** Task objective **
Can you set out the material below as a numbered list, skipping blank lines and leaving out the pictures?

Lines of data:
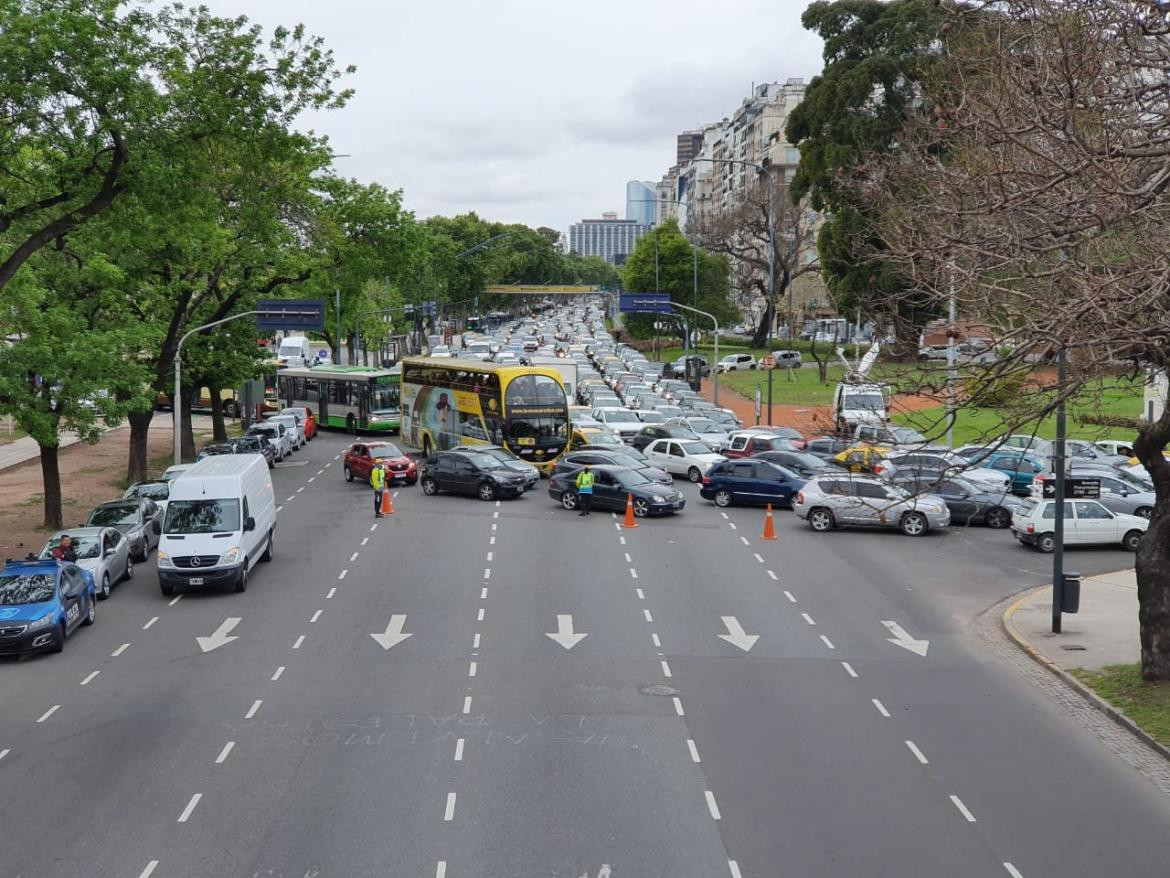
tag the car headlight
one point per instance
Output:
(43, 622)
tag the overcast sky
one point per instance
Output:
(535, 111)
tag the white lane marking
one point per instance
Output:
(711, 806)
(962, 809)
(917, 754)
(190, 808)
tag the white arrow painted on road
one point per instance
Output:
(393, 635)
(736, 636)
(565, 636)
(220, 637)
(904, 640)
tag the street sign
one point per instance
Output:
(304, 314)
(645, 302)
(1074, 488)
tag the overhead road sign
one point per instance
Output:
(645, 302)
(304, 314)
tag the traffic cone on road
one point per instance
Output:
(630, 513)
(769, 526)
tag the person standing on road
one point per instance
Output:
(378, 481)
(585, 489)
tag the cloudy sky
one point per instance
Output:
(535, 111)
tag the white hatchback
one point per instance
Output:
(1086, 522)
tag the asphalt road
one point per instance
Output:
(480, 746)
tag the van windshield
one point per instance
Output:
(201, 516)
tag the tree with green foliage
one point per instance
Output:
(663, 261)
(876, 56)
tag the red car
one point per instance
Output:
(362, 457)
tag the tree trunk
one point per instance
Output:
(139, 446)
(219, 431)
(50, 479)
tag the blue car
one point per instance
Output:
(750, 481)
(41, 603)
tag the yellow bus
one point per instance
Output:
(466, 402)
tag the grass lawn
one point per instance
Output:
(1147, 704)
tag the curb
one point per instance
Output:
(1114, 713)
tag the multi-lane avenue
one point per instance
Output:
(509, 690)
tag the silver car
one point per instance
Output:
(103, 551)
(827, 501)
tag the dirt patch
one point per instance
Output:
(89, 474)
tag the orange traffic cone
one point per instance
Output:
(630, 513)
(769, 527)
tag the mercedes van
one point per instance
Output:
(220, 521)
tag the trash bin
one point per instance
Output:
(1071, 592)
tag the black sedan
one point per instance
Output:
(476, 474)
(601, 455)
(969, 502)
(611, 487)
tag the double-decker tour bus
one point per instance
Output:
(348, 397)
(465, 402)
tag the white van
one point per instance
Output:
(220, 521)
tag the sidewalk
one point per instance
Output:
(1103, 632)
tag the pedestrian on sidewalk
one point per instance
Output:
(585, 489)
(378, 481)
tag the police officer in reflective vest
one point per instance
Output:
(585, 489)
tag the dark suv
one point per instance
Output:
(462, 473)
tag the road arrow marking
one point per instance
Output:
(736, 635)
(220, 638)
(393, 635)
(564, 635)
(904, 640)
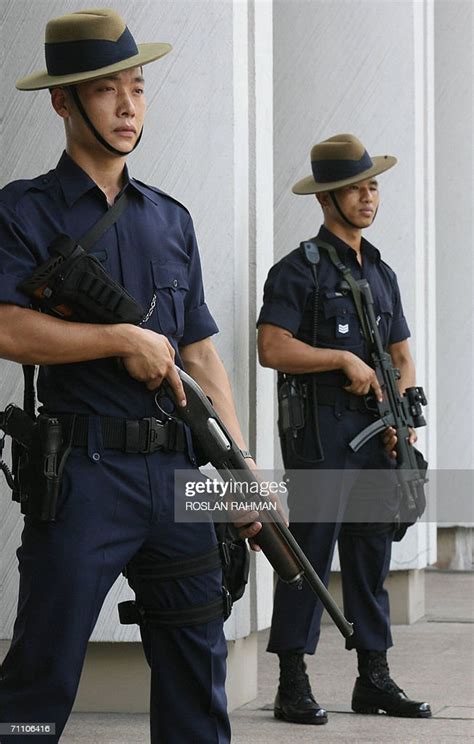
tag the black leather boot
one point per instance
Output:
(294, 701)
(376, 692)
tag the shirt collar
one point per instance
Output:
(75, 182)
(344, 250)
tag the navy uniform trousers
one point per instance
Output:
(364, 551)
(110, 510)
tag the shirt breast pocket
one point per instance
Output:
(171, 285)
(339, 323)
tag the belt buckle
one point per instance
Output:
(155, 438)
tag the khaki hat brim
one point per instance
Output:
(308, 185)
(40, 80)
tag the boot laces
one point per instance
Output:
(294, 680)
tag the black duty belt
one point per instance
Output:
(337, 397)
(134, 436)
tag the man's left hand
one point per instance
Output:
(389, 438)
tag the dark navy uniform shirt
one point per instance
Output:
(150, 249)
(288, 301)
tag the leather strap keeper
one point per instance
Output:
(133, 436)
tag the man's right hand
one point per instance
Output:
(152, 360)
(361, 376)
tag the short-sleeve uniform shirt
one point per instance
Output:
(151, 250)
(289, 292)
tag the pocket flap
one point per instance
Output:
(334, 307)
(170, 276)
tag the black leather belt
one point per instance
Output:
(337, 397)
(134, 436)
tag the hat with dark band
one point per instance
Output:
(86, 45)
(340, 161)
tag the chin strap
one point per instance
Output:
(346, 219)
(75, 95)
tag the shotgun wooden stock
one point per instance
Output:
(275, 539)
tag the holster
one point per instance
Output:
(73, 285)
(37, 469)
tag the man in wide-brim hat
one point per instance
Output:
(115, 460)
(309, 330)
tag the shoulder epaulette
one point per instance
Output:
(162, 193)
(13, 192)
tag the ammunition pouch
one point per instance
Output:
(144, 571)
(411, 510)
(38, 458)
(292, 400)
(73, 285)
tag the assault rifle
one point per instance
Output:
(401, 412)
(275, 539)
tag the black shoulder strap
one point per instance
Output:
(86, 242)
(110, 217)
(347, 274)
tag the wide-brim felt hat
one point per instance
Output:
(86, 45)
(340, 161)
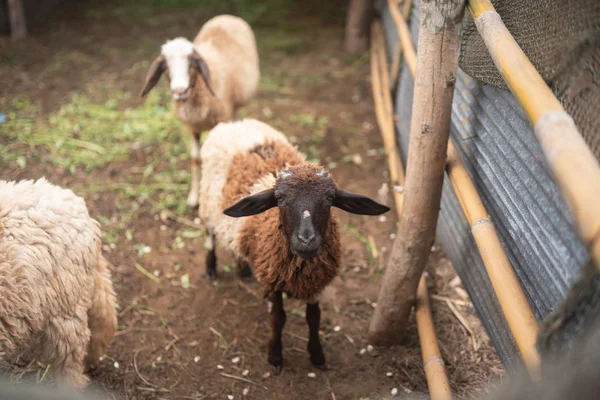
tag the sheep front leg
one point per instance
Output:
(277, 317)
(211, 254)
(315, 350)
(193, 196)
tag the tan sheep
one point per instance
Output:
(224, 56)
(57, 303)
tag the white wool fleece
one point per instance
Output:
(50, 251)
(222, 144)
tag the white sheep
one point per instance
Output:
(283, 227)
(224, 56)
(57, 302)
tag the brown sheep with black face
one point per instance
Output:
(282, 224)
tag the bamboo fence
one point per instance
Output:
(575, 168)
(509, 293)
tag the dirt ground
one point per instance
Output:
(181, 337)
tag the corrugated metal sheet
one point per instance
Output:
(497, 145)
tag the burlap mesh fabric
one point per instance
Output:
(562, 40)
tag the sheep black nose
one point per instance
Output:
(306, 237)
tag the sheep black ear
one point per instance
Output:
(252, 205)
(159, 65)
(357, 204)
(200, 65)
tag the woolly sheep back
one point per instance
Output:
(53, 278)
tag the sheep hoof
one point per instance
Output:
(211, 274)
(322, 367)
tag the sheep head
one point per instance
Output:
(305, 194)
(183, 64)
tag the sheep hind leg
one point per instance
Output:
(277, 317)
(315, 350)
(102, 316)
(65, 348)
(211, 254)
(193, 200)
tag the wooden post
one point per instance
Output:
(358, 21)
(435, 372)
(437, 61)
(18, 27)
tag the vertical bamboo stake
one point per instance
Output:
(575, 168)
(358, 21)
(397, 59)
(384, 112)
(435, 372)
(511, 297)
(434, 88)
(18, 27)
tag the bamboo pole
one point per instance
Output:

** Full response **
1. tag the car headlight
2. one point per instance
3. Output:
4. (43, 622)
5. tag the overcast sky
6. one point per instance
7. Output:
8. (535, 111)
9. tag the white lane marking
10. one point per instance
11. Output:
12. (711, 806)
13. (962, 809)
14. (917, 754)
15. (190, 808)
16. tag the white arrow painted on road
17. one point per instance
18. Output:
19. (393, 635)
20. (736, 636)
21. (565, 636)
22. (220, 637)
23. (904, 640)
24. tag the street sign
25. one point per instance
26. Output:
27. (304, 314)
28. (645, 302)
29. (1074, 488)
30. tag the overhead road sign
31. one point per instance
32. Output:
33. (645, 302)
34. (304, 314)
35. tag the traffic cone on road
36. one point per instance
37. Output:
38. (630, 513)
39. (769, 526)
40. tag the person standing on road
41. one point per instance
42. Output:
43. (378, 481)
44. (585, 489)
45. tag the cloudy sky
46. one point per instance
47. Output:
48. (535, 111)
49. tag the white hatchback
50. one point per instance
51. Output:
52. (1086, 522)
53. tag the asphalt road
54. one point per instance
55. Output:
56. (480, 746)
57. tag the van windshield
58. one point per instance
59. Output:
60. (201, 516)
61. tag the tree with green foliage
62. one point per instance
63. Output:
64. (663, 261)
65. (876, 56)
66. tag the red car
67. one point per instance
68. Output:
69. (362, 457)
70. tag the tree trunk
71. one point per instance
72. Output:
73. (139, 446)
74. (219, 431)
75. (50, 479)
76. tag the blue car
77. one point per instance
78. Output:
79. (750, 481)
80. (41, 603)
81. tag the yellow bus
82. one point per instance
83. Output:
84. (466, 402)
85. tag the grass lawn
86. one point per instance
87. Output:
88. (1147, 704)
89. tag the curb
90. one point per instance
91. Output:
92. (1114, 713)
93. tag the multi-lane avenue
94. one point per instance
95. Output:
96. (509, 690)
97. tag the silver car
98. one point per instance
99. Output:
100. (103, 551)
101. (827, 501)
102. tag the dirt patch
103. one point per instance
104. Output:
105. (89, 474)
106. tag the orange traffic cone
107. one point per instance
108. Output:
109. (630, 513)
110. (769, 527)
111. tag the mercedes van
112. one point per instance
113. Output:
114. (220, 521)
115. tag the trash bin
116. one point per instance
117. Output:
118. (1071, 592)
119. tag the black sedan
120. one point per instance
121. Output:
122. (476, 474)
123. (601, 455)
124. (969, 502)
125. (611, 487)
126. tag the double-decker tour bus
127. one point per instance
128. Output:
129. (348, 397)
130. (465, 402)
131. tag the white van
132. one point per instance
133. Output:
134. (220, 521)
135. tag the sidewalk
136. one point per instance
137. Output:
138. (1103, 632)
139. tag the pedestrian on sidewalk
140. one point per instance
141. Output:
142. (585, 489)
143. (378, 481)
144. tag the police officer in reflective vest
145. one point per instance
146. Output:
147. (585, 489)
148. tag the dark suv
149. one point per instance
150. Output:
151. (462, 473)
152. tag the road arrow marking
153. one point per instance
154. Output:
155. (736, 635)
156. (220, 638)
157. (393, 635)
158. (564, 635)
159. (904, 640)
160. tag the black leather boot
161. one point per instance
162. Output:
163. (294, 701)
164. (376, 692)
165. tag the shirt collar
166. one point per instance
167. Output:
168. (75, 182)
169. (344, 250)
170. tag the navy uniform trousers
171. one point per instance
172. Output:
173. (364, 551)
174. (110, 510)
175. tag the shirt breast pocket
176. one point per instance
177. Output:
178. (171, 285)
179. (339, 323)
180. tag the belt buckle
181. one point per instance
182. Output:
183. (155, 438)
184. tag the khaki hat brim
185. one point per instance
186. Output:
187. (308, 185)
188. (40, 80)
189. tag the boot laces
190. one point per instance
191. Output:
192. (294, 680)
193. tag the black duty belt
194. one point per instance
195. Output:
196. (337, 397)
197. (134, 436)
198. tag the man's left hand
199. one point per instance
200. Output:
201. (389, 438)
202. tag the dark navy uniform shirt
203. one point per instance
204. Output:
205. (150, 249)
206. (288, 301)
207. tag the leather strap keeper
208. one point per instance
209. Output:
210. (133, 436)
211. tag the man's right hand
212. one point per instance
213. Output:
214. (152, 360)
215. (361, 376)
216. tag the short-sleeve uniform shirt
217. one point per instance
218. Output:
219. (151, 250)
220. (289, 292)
221. tag the pocket flap
222. one point per instance
223. Output:
224. (334, 307)
225. (170, 276)
226. tag the black leather belt
227. one point per instance
228. Output:
229. (337, 397)
230. (134, 436)
231. tag the hat with dark band
232. one point per instance
233. Output:
234. (86, 45)
235. (340, 161)
236. tag the chin strap
237. one point per instance
238. Output:
239. (346, 219)
240. (75, 95)
241. tag the shotgun wooden stock
242. one point per instance
243. Output:
244. (275, 539)
245. tag the holster
246. one point per instance
247. Output:
248. (73, 285)
249. (37, 469)
250. tag the man in wide-brim hat
251. one point per instance
252. Output:
253. (115, 460)
254. (309, 330)
255. tag the shoulder epaulette
256. one point per instance
257. Output:
258. (162, 193)
259. (13, 192)
260. tag the ammunition pouch
261. one point per instance
262. Output:
263. (144, 571)
264. (411, 510)
265. (38, 458)
266. (292, 400)
267. (73, 285)
268. tag the assault rifle
269. one point per instance
270. Output:
271. (401, 412)
272. (275, 539)
273. tag the black shoulder strap
274. one point per instance
275. Output:
276. (86, 242)
277. (110, 217)
278. (347, 274)
279. tag the wide-brim felt hat
280. one point per instance
281. Output:
282. (86, 45)
283. (340, 161)
284. tag the sheep front leg
285. one point per instance
286. Output:
287. (277, 317)
288. (211, 254)
289. (315, 350)
290. (193, 196)
291. tag the tan sheep
292. one point per instance
293. Output:
294. (224, 56)
295. (57, 303)
296. tag the white wool fleece
297. one point per instance
298. Output:
299. (50, 251)
300. (222, 144)
301. tag the white sheep
302. one point per instance
303. Output:
304. (283, 227)
305. (224, 56)
306. (57, 302)
307. tag the brown sheep with black face
308. one point per instance
309. Output:
310. (282, 224)
311. tag the bamboo fence
312. one point per instance
313. Output:
314. (575, 168)
315. (509, 293)
316. tag the dirt ground
317. one point per instance
318. Output:
319. (181, 337)
320. tag the corrugated metal sheet
321. one point per instance
322. Output:
323. (497, 145)
324. tag the burlap mesh fabric
325. one point per instance
326. Output:
327. (562, 40)
328. tag the sheep black nose
329. one point per instance
330. Output:
331. (306, 237)
332. tag the sheep black ear
333. one point per instance
334. Output:
335. (252, 205)
336. (159, 65)
337. (357, 204)
338. (200, 65)
339. tag the woolly sheep back
340. one point per instance
341. Output:
342. (53, 278)
343. tag the sheep hoof
344. one point per instance
345. Output:
346. (211, 274)
347. (322, 367)
348. tag the sheep head
349. one point per instance
350. Output:
351. (305, 194)
352. (183, 64)
353. tag the sheep hind leg
354. one point per instance
355. Output:
356. (277, 317)
357. (315, 350)
358. (102, 316)
359. (65, 348)
360. (211, 254)
361. (193, 200)
362. tag the wooden post
363. one point per instance
364. Output:
365. (358, 21)
366. (435, 372)
367. (437, 61)
368. (18, 27)
369. tag the vertical bamboo stake
370. one point per instance
371. Output:
372. (575, 168)
373. (358, 21)
374. (397, 59)
375. (384, 112)
376. (435, 372)
377. (511, 297)
378. (434, 88)
379. (18, 27)
380. tag the bamboo pole
381. one point per instance
382. Output:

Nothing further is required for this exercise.